> [Text provided]:
---*---

If U.S. policymakers decide to ensure that peacekeeping receives proper funding and democratic support—and they should—then Washington must take several critical steps. First and foremost, the United States needs to pay what it owes. As the largest funder of the UN’s Department of Peace Operations, the U.S. government plays an important leadership role in authorizing and shaping UN missions. To convince other countries to contribute financially, the United States needs to set a better example by paying its own assessed dues.
Beijing has weaponized peacekeeping to promote its interests.
Second, the United States must convince the other four permanent members of the UN Security Council—China, France, Russia, and the United Kingdom—to work together on peacekeeping. These powers are sometimes tempted to use missions as a means to advance their own strategic priorities. But they all have a shared interest in stopping civil wars, which breed extremism and terrorism and fuel refugee crises. They must find common ground on peacekeeping, especially during a time of rising interstate competition. They cannot let the kind of rivalry that impeded peacekeeping throughout the Cold War become an insurmountable barrier to using this effective instrument today.
Finally, the United States, along with other UN member states, should use what it knows about successful peacekeeping to make operations even more effective. That means countries must invest in preventive missions rather than authorizing deployments only after violence has broken out, as is currently typical. Member states should promptly respond when asked by the United Nations to provide critical armed capabilities, such as police units, but also when asked to provide unarmed resources—including field hospitals, monitors, mediation teams, and female personnel. As our own research has shown, the political and economic levers of peacekeeping are at least as effective, if not more so, than brute military strength. The presence of peacekeeping monitors, for example, can reduce the risk that armed groups will conduct surprise attacks, make it easier for aid to reach conflict zones, increase diplomatic support for peace, and often influence domestic opinion by making residents more supportive of nonviolent discourse. Peacekeepers can also help belligerents communicate with one another and help moderate disputes before they escalate.
After decades of counterinsurgencies, Americans are wary of military commitments abroad. The United States, after all, has not had a lot of success in ending many of the conflicts in which it has intervened. That said, the number of civil wars around the planet is increasing, and like it or not, the international community will need to become more engaged in trying to stop internecine conflicts. Thankfully, in United Nations peacekeeping, leaders have a collaborative and cost-effective tool they can deploy to resolve these conflicts and protect civilians. But to meet the world’s needs, U.S. policymakers have to provide the UN with more support and funding. That means they—and the people they represent—must first understand just how valuable peacekeeping has been.

---*---

> [Records from a dataset]:

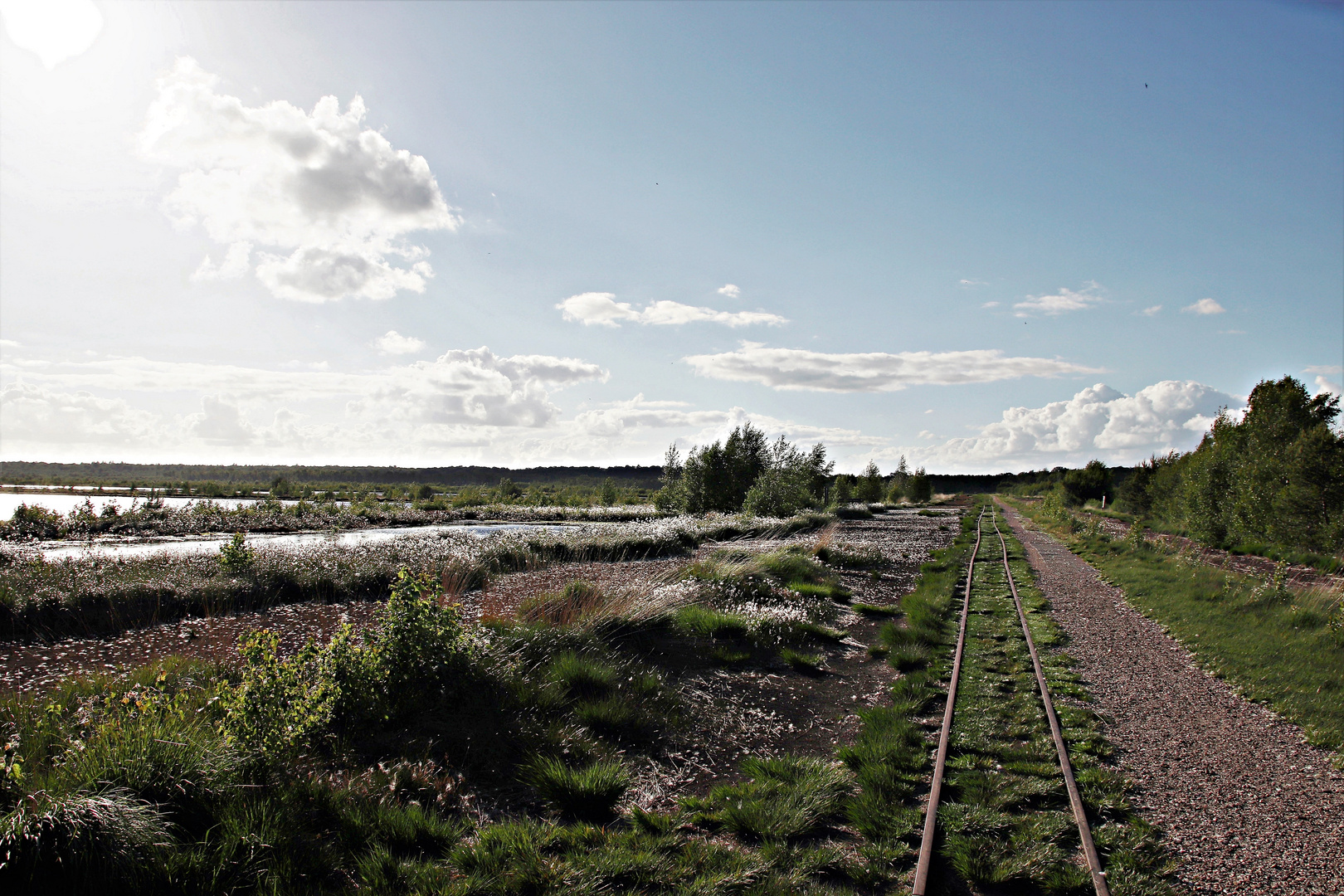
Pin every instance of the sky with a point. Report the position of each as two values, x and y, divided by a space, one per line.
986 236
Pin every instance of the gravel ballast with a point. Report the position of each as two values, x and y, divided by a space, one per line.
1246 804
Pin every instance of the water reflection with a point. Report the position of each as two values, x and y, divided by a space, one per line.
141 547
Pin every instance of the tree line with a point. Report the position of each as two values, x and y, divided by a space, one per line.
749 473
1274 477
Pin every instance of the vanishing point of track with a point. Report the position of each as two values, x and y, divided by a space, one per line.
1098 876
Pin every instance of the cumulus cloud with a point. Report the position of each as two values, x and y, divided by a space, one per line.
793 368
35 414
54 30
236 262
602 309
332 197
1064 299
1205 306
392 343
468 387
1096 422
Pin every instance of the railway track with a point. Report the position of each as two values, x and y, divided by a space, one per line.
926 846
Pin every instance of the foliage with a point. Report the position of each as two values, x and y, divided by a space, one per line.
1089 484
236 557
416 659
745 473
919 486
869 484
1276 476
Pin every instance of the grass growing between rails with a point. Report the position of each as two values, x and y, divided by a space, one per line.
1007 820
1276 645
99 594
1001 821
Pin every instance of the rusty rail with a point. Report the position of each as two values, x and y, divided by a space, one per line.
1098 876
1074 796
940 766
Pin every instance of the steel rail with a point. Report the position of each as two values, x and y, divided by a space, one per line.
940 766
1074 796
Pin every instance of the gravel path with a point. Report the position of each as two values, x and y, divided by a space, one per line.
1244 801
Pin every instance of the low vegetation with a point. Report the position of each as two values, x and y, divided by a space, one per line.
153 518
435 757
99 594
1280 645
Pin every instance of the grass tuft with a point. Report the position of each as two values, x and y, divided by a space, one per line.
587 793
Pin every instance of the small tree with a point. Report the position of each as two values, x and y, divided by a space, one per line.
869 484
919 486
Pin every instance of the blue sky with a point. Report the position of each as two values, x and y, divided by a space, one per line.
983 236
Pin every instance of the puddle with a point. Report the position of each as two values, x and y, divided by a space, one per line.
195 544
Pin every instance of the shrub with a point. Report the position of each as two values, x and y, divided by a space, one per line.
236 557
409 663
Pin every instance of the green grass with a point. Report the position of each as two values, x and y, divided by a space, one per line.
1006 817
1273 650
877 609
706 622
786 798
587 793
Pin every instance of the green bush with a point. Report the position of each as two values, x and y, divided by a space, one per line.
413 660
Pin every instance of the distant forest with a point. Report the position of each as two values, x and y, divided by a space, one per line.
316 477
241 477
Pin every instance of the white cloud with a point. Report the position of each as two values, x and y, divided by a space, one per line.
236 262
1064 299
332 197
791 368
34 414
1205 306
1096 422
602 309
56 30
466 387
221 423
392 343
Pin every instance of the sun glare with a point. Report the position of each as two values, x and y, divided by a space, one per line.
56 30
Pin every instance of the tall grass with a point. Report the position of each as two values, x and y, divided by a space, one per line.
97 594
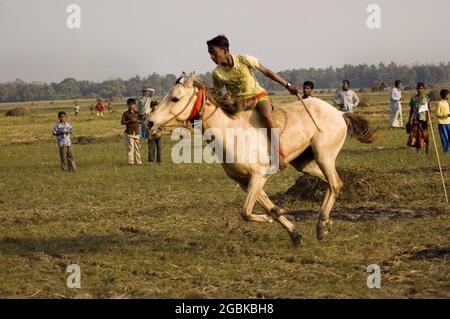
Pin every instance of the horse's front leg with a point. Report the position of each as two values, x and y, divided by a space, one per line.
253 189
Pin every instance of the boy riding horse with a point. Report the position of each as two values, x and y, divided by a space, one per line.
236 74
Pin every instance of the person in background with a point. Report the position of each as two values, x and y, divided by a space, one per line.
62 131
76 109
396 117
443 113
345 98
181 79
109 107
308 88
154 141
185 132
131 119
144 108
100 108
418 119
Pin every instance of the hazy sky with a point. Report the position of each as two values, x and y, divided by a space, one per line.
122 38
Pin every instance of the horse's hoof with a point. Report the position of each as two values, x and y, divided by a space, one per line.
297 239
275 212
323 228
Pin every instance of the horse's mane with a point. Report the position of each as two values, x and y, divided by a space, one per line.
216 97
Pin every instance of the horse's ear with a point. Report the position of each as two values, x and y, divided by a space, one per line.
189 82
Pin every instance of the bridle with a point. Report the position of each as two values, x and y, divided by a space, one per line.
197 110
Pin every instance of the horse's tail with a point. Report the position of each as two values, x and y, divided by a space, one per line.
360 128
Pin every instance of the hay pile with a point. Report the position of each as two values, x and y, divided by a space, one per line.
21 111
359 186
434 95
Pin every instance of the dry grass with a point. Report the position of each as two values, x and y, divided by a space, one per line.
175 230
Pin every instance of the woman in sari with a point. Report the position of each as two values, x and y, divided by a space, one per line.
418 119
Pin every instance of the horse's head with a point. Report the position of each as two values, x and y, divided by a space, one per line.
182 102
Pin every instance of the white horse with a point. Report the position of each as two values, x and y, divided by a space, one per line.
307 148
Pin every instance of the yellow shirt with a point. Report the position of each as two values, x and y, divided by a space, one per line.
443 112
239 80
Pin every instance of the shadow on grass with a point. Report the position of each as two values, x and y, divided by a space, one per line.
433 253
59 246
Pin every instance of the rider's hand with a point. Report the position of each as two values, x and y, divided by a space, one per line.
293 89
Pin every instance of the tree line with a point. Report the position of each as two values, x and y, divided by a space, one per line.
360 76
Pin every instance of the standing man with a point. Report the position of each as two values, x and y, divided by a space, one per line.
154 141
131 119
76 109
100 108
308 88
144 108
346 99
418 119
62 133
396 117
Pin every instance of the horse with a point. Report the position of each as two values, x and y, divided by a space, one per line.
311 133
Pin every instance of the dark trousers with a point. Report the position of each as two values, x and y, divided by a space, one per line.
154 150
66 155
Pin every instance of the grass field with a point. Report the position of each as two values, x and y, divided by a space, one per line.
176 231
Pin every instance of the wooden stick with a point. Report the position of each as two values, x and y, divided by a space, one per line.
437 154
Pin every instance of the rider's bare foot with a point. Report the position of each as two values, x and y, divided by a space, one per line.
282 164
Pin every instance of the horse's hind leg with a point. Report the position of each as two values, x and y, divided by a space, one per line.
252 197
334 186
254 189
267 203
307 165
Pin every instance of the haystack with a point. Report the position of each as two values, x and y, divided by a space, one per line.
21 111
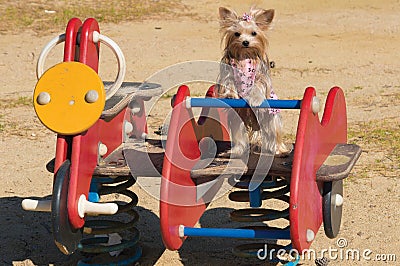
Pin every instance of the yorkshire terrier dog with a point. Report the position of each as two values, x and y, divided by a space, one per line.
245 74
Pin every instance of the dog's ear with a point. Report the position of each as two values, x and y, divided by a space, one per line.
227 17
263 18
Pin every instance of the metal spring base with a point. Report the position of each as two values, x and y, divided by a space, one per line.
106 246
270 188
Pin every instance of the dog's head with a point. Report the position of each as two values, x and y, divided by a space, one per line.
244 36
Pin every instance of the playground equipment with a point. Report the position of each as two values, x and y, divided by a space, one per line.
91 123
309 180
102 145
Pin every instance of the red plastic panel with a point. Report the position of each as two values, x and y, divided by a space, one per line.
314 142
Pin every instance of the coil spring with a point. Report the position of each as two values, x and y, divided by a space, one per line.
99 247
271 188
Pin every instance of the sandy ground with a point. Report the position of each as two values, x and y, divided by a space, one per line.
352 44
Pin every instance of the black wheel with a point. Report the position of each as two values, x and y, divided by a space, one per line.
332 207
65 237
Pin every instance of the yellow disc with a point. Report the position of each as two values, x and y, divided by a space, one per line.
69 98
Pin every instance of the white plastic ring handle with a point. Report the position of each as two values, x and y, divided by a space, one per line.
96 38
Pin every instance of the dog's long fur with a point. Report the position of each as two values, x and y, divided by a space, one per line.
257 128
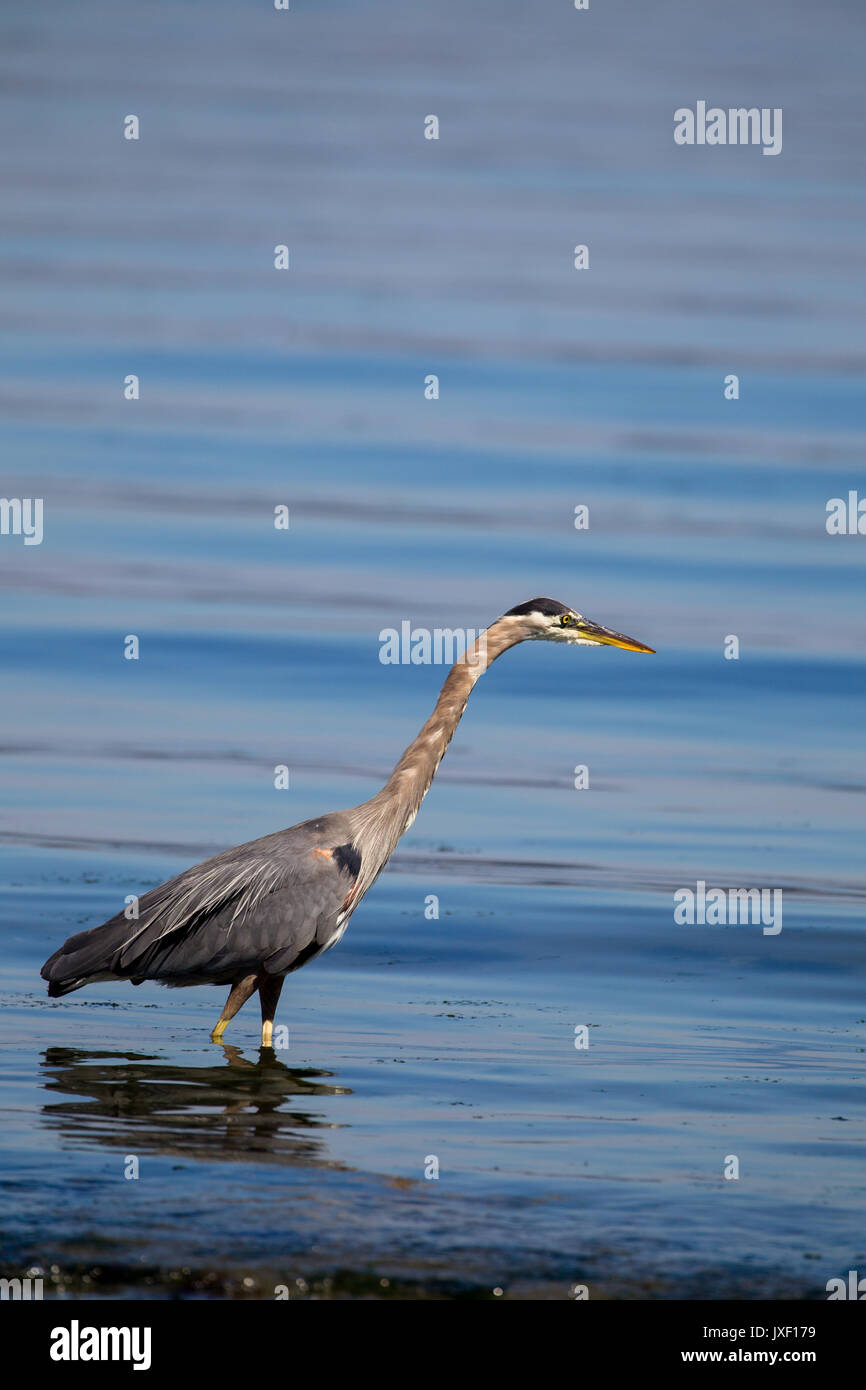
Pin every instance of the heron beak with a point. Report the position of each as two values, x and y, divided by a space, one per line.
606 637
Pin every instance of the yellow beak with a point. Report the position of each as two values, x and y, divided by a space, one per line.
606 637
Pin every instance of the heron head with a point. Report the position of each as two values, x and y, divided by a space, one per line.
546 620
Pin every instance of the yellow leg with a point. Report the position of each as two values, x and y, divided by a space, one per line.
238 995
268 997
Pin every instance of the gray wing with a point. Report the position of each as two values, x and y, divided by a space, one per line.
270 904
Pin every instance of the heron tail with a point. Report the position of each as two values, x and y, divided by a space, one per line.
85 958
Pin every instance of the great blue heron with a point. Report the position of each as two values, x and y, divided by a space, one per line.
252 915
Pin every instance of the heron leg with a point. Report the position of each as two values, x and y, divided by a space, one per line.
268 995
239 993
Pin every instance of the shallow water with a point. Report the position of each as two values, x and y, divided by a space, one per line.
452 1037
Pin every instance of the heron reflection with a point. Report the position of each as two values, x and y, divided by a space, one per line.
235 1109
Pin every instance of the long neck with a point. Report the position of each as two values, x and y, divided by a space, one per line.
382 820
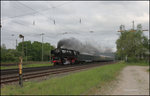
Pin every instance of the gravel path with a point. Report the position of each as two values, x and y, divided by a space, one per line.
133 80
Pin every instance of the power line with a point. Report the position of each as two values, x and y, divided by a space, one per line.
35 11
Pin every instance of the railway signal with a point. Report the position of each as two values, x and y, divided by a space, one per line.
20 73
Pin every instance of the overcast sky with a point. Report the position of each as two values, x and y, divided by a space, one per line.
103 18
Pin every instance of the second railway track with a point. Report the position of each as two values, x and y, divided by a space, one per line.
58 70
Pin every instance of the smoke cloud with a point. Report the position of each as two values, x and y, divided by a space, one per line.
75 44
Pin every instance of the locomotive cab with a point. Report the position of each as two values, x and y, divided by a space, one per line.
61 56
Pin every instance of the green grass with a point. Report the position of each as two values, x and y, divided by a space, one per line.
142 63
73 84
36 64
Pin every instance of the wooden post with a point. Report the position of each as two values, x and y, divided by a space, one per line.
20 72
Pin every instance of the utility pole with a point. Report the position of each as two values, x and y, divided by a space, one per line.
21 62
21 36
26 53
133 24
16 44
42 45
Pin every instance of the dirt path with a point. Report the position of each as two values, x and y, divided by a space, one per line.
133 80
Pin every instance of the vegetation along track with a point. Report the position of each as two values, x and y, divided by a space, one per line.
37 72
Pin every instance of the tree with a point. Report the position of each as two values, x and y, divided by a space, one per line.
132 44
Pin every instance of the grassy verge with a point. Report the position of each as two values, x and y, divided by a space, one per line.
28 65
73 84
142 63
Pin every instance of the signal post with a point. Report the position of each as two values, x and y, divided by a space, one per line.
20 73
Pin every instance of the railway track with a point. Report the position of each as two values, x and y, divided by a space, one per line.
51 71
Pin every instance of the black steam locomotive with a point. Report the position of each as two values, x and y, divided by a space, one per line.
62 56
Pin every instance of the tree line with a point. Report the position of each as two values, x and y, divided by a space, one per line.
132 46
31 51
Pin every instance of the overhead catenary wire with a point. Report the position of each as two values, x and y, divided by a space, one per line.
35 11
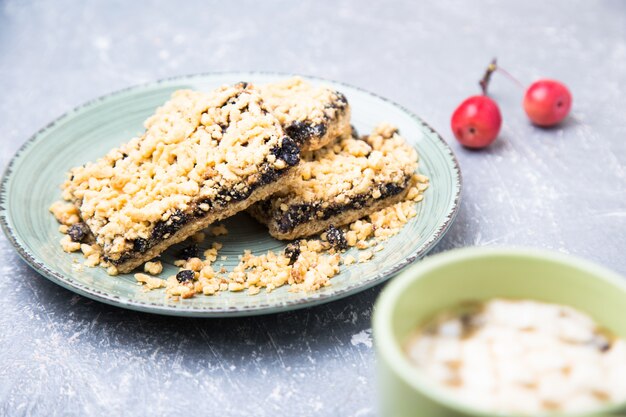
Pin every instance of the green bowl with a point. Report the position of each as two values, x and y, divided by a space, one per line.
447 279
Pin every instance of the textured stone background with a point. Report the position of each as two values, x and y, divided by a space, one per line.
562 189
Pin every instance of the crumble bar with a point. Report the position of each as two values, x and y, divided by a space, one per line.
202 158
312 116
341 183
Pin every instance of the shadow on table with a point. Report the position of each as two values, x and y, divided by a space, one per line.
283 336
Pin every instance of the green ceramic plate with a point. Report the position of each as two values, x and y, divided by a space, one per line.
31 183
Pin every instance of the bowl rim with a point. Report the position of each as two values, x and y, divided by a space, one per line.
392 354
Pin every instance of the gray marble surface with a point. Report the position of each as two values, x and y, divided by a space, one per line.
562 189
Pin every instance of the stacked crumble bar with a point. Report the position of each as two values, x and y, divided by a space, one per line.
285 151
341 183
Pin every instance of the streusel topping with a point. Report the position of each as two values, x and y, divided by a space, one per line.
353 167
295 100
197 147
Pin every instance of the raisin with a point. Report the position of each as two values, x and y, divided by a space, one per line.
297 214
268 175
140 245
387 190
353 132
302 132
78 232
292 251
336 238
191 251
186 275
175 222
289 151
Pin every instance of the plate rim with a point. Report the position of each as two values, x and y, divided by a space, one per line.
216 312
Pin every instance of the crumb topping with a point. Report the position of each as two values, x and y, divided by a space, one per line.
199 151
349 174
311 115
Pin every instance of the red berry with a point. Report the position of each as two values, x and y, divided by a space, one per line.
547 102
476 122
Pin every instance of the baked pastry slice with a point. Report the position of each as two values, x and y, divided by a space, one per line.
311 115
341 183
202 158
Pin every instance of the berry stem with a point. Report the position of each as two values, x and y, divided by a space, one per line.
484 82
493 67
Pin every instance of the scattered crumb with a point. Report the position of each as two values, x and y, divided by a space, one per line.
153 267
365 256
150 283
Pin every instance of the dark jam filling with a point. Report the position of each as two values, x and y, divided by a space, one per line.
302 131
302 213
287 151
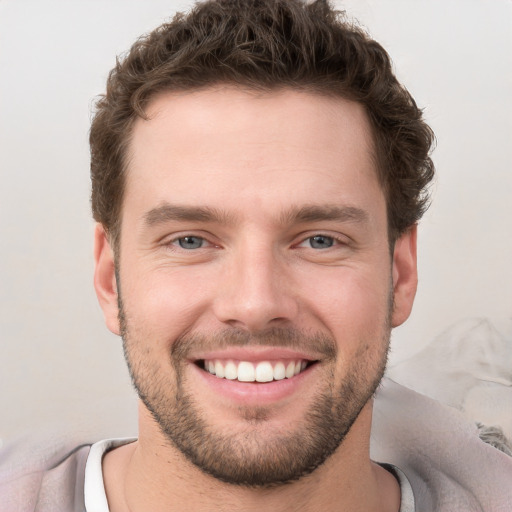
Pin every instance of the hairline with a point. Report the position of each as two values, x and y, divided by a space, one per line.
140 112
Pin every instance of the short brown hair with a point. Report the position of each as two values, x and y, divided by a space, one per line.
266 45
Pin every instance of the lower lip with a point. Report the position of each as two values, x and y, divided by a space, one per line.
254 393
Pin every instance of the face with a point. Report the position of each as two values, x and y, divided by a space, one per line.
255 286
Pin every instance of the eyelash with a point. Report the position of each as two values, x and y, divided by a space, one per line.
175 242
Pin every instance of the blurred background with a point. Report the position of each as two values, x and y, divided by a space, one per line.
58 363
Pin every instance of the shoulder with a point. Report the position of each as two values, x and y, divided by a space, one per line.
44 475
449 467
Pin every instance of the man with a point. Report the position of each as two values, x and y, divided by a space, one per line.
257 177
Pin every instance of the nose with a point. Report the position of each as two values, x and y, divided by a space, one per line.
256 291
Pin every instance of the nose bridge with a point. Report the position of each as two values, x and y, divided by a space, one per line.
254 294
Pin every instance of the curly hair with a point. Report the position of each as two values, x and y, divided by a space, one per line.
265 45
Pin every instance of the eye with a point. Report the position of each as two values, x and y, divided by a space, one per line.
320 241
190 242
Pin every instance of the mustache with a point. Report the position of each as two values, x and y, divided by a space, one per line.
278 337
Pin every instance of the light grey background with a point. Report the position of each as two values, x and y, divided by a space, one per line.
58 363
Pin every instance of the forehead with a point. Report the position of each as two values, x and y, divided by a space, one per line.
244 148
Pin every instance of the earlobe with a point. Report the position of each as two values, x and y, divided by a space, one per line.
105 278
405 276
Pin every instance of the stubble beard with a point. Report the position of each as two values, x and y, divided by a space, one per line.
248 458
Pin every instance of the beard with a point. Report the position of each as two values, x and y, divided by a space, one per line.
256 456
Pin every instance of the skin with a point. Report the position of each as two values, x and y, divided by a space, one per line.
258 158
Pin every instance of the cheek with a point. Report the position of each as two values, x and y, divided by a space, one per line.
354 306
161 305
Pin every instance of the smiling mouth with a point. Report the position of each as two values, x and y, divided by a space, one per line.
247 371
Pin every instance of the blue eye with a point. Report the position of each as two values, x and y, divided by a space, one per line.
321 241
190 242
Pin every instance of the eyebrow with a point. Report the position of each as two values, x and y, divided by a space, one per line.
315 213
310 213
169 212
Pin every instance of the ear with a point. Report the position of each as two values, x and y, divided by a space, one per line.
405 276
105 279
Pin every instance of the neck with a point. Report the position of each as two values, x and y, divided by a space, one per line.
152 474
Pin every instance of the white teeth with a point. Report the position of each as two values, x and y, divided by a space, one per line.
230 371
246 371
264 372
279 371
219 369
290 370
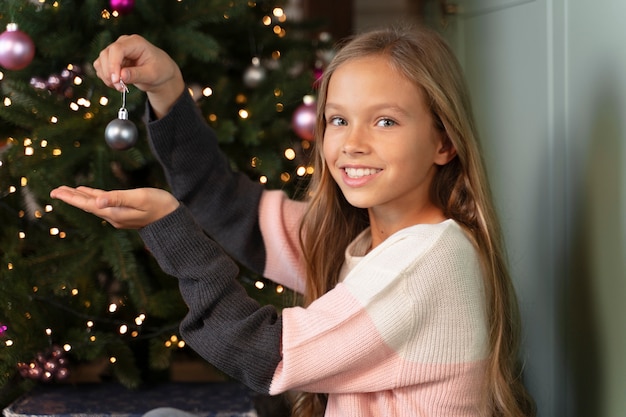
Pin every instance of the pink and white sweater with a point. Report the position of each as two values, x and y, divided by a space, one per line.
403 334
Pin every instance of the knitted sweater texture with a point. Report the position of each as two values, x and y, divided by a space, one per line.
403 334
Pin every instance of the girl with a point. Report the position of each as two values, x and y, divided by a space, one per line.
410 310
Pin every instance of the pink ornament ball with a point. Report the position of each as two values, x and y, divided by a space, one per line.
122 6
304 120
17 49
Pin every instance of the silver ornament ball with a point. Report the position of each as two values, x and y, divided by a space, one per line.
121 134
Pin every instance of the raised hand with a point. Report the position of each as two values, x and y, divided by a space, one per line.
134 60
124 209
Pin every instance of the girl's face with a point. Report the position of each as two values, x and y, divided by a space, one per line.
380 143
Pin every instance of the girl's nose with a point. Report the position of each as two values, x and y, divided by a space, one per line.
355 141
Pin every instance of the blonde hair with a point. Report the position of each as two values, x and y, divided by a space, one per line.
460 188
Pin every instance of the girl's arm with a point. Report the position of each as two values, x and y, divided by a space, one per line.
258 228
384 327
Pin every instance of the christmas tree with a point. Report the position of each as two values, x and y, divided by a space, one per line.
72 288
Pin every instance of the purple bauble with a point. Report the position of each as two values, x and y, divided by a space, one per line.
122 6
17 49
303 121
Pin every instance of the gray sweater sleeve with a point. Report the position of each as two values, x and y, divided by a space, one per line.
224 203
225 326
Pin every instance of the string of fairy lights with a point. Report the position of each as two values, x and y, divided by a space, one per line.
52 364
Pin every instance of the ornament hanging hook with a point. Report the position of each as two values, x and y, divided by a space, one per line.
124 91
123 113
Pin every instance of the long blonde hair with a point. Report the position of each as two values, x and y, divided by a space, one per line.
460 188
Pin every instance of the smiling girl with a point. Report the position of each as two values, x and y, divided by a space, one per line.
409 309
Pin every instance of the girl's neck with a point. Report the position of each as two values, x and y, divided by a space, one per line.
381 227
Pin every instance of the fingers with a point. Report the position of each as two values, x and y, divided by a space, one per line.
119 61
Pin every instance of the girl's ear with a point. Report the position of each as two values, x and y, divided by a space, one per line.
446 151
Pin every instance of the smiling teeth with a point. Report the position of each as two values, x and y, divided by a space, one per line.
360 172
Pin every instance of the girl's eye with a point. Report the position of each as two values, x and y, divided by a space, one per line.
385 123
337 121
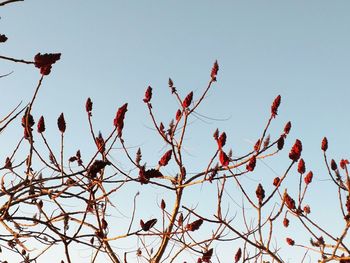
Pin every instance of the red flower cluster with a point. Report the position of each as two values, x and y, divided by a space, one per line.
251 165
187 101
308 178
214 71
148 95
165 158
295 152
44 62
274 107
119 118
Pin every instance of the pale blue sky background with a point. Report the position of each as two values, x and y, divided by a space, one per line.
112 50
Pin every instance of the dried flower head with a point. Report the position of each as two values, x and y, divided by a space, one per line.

---*---

> [Questions]:
a - According to the peacekeeping passage, which four countries are the other permanent members of the UN Security Council besides the United States?
b - Copy out everything in the peacekeeping passage from "If U.S. policymakers" down to "own assessed dues.".
The records are separate material, apart from the peacekeeping passage.

> [Answers to the problems]:
a - China, France, Russia, and the United Kingdom.

b -
If U.S. policymakers decide to ensure that peacekeeping receives proper funding and democratic support—and they should—then Washington must take several critical steps. First and foremost, the United States needs to pay what it owes. As the largest funder of the UN’s Department of Peace Operations, the U.S. government plays an important leadership role in authorizing and shaping UN missions. To convince other countries to contribute financially, the United States needs to set a better example by paying its own assessed dues.